### Document segment

[Start of Attachment]

How long have you been worried about our financial system?

In 1984, at a forum at Jackson Hole, Wyoming, sponsored by the Federal Reserve Bank of St Louis, I spoke about my growing concern about the changing character of the country’s financial structure and its growing vulnerabilities. Even back then, it was evident that the system was evolving into a more sophisticated, more opaque network of operations that demanded new supervision and regulations. But my warnings were received with silent indifference.

What most concerns you today?

We have permitted the creation of mammoth financial conglomerates with huge balance sheets and thin capital bases that have magnified the debt problem because they helped to facilitate the seamless distribution of credit. This has blurred the meaning of liquidity, which had traditionally been measured as the cash and equivalents an institution carried on the asset side of its balance sheet.

Now, over the past ten years, liquidity has come to mean your capacity to borrow. That’s an extraordinary change across businesses and households. Without this exposure, the downgrading of credit of many corporations would not have taken place to the degree it has. But this has been facilitated by the creation of new credit instruments and quick access to credit, which many institutions have marketed. This shift has created more vulnerable and less stable institutions.

With huge financial conglomerates controlling a large proportion of financial assets in the US and abroad, this begs the issue [which should’ve been addressed long ago]: how are we going to supervise and regulate these institutions. A partial response has been de facto nationalization of a good portion of our financial institutions. But we’re still quite far from resolving this matter, which will be an extraordinary political battle.

What specific issue stands out?

Marking to market. Of all the current issues plaguing our system today, “marking to market” is the centerpiece of the crisis. Because we lack a clear, widely accepted means of marking to market during this crisis, we can no longer value many instruments and institutions, and this has resulted in extremely volatile stock prices.

Is there anything we can do about this problem?

We need to create some sort of supervisory oversight that would establish acceptable standards for marking to market.

What has surprised you most about the crisis?

How long it took to hit. A number of problems were building up in the financial markets over a considerable period of time. But perhaps because we appeared to have been able to manage past crises, we came to believe that somehow we’d be able to overcome any mess, including excessive corporate leverage and soaring consumer indebtedness, without suffering too much dislocation. This blinded us to the severity of the problems we were facing.

The financial component of the crisis is the largest we’ve faced since the Depression. However, our economy remains in much better shape than it was in the 1930s, and I surmise it will not sink to that level because of the wide array of safety nets in place and aggressive government action that’s addressing the distress head on.

How far do you think we are from the bottom of the crisis?

We probably won’t see a bottom for another year. That said, the problems in the financial markets are still far from over.

What has made this crisis different from earlier ones?

[End of Attachment]

### Supplied information
[Start of Attachment]

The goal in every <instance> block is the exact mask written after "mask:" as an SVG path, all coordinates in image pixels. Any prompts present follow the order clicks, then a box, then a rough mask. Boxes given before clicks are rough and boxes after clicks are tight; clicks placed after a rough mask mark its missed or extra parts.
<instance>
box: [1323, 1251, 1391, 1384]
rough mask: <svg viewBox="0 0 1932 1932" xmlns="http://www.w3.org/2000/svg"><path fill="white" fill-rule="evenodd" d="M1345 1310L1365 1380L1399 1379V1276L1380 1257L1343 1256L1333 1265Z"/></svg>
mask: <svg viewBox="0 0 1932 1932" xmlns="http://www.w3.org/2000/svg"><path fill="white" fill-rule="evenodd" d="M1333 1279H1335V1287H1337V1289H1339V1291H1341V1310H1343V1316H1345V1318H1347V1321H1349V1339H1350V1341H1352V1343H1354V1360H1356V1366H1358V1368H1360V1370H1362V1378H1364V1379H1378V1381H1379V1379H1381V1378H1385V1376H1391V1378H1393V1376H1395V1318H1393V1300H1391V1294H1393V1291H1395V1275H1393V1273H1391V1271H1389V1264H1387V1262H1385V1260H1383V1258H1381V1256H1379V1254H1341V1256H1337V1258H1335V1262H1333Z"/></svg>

[End of Attachment]

### What this task involves
Continue the interview on the financial crisis from the point where it stops.

### Response
Past crisis, such as what we saw in Southeast Asia, Russia, and South America in the late 1990s were far more definable in geographic and financial terms. This made them relatively transparent. While the liabilities were significant, they were quantifiable. As a result, companies, governments, and investors could effectively respond to these crises. Moreover, the fundamentals of the world’s major economies were not at risk.

But today’s crisis is unique compared to all others we’ve seen since World War II because it is domiciled in the world’s major financial centers–NY, London, Paris, Frankfurt. And the potential dimensions of the problem have been very hard to measure because the disease has globally metastasized through the explosion of derivatives and securitized obligations, which has in turn propelled the levels of debt.

We can’t accurately measure the scale of the problem because underlying valuations are so uncertain as a result of an inability to meaningfully mark to market. This producing markets that are increasingly opaque.

So you see a large part of the crisis directly related to the proliferation of securitization?

Certainly with less securitization we would have had less credit, and the dimensions of the problem would’ve been more visible. Securitization is supposed to be based on adequate knowledge of the underlying securities. But the system in fact has become more obscure because securitization has led to the proliferation of complex credit instruments.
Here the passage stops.